**Passage**
════
In instituting inter partes review proceedings as to the '948 and '548 patents, the United States Patent and Trademark Office's Patent Trial and Appeal Board ("PTAB") adopted Defendants' proposed construction of "gasoline." (D.I. 277, ex. A at 8-15; D.I. 307, ex. A) The Court notes, however, that the PTAB has done so while stressing that: (1) it is applying the "broadest reasonable interpretation" standard for claim construction (i.e., not the Phillips standard that applies here), (D.I. 307, ex. A at 6 n.4); (2) certain disclosures of the '948 and '548 patents are consistent with Sunoco's view, (id. at 10-11), and (3) its construction of the term is only "preliminary" at this stage, (id. at 11).

It is beyond dispute that the general rule of claim construction is that "[t]he words of a claim are generally given their ordinary and customary meaning as understood by a person of ordinary skill in the art when read in the context of the specification and prosecution history." Thorner v. Sony Comput. Entm't Am. LLC, 669 F.3d 1362, 1365 (Fed. Cir. 2012). There are two exceptions to this rule: "1) when a patentee sets out a definition and acts as his own lexicographer, or 2) when the patentee disavows the full scope of a claim term either in the specification or during prosecution." Id. The standards for finding lexicography and disavowal are "exacting." Pacing Techs., LLC v. Garmin Int'l, Inc., 778 F.3d 1021, 1024 (Fed. Cir. 2015) (internal quotation marks and citation omitted).

In the Court's view, the plain and ordinary meaning of the term "gasoline," as is underscored by the content of the two representative patents (the '302 patent and the '548 patent), can refer to gasoline streams that are found, inter alia, in a refinery. (See D.I. 188 at 2; Tr. at 15-17) This is evident in various portions of the patent specifications.

For example, in the "Background of the Invention" section of the '302 patent specification, the patentee explained that:

Butane has historically been blended with gasoline at several points in the gasoline distribution chain. The first opportunity to blend butane with gasoline is at the refinery, before pipelines transport gasoline to tank farms. Refineries often add butane at the trunk line in response to changes in Reid vapor pressure demand. This process is imprecise, however, because the blended gasoline is subsequently mixed in the pipeline with other sources of gasoline of varying Reid vapor pressure. Moreover, because gasoline pipelines serve multiple regions that have variable RVP requirements, the refinery can only modify the gasoline to the lowest maximum RVP allowed by the EPA across the various regions served by the pipeline.
('302 patent, cols. 1:66-2:10 (emphasis added)) During the Markman hearing, Plaintiff's counsel conceded that the patentee's use of the term "gasoline" in this portion of the '302 patent specification was an example of the patentee using the term "more broadly" than the construction proposed here by Plaintiff—i.e., to include reference to the gasoline streams found at a refinery (and thus to substances that would not be included in Plaintiff's construction of the term "gasoline"). (Tr. at 16-17) The specification then goes on to note that butane is sometimes "added to gasoline" at a second point (i.e., "while [the gasoline] is being transported in the pipeline") and at a "third point of blending" (i.e., "at the tank farm"). ('302 patent, col. 2:11-12, 24)
════
**Written exercise**
Reproduce, word for word, the part of the claim-construction passage that begins at the words "In the Court's" and stops after the words "the patent specifications.".

**Data lines**
════
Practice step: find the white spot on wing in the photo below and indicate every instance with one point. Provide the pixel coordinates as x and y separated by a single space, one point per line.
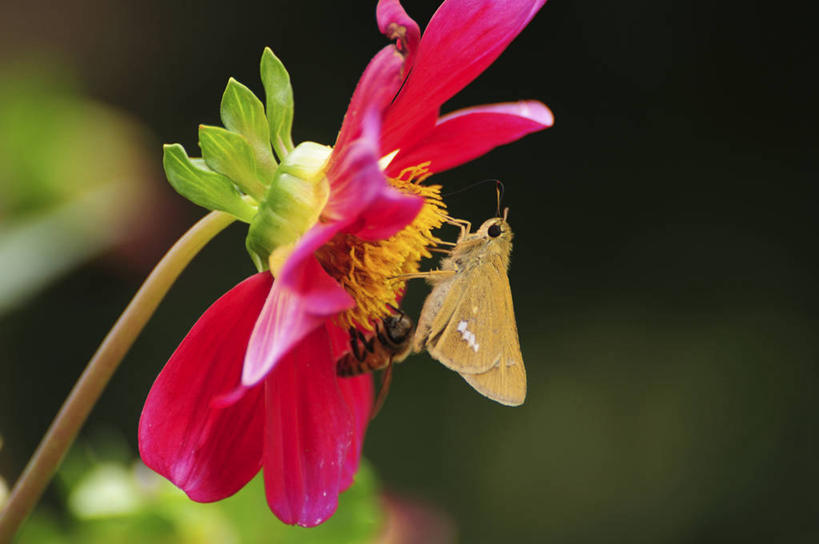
468 335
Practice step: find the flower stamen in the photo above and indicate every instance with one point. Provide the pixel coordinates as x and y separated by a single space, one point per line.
════
**Answer to this exercise**
In the Court's view, the plain and ordinary meaning of the term "gasoline," as is underscored by the content of the two representative patents (the '302 patent and the '548 patent), can refer to gasoline streams that are found, inter alia, in a refinery. (See D.I. 188 at 2; Tr. at 15-17) This is evident in various portions of the patent specifications.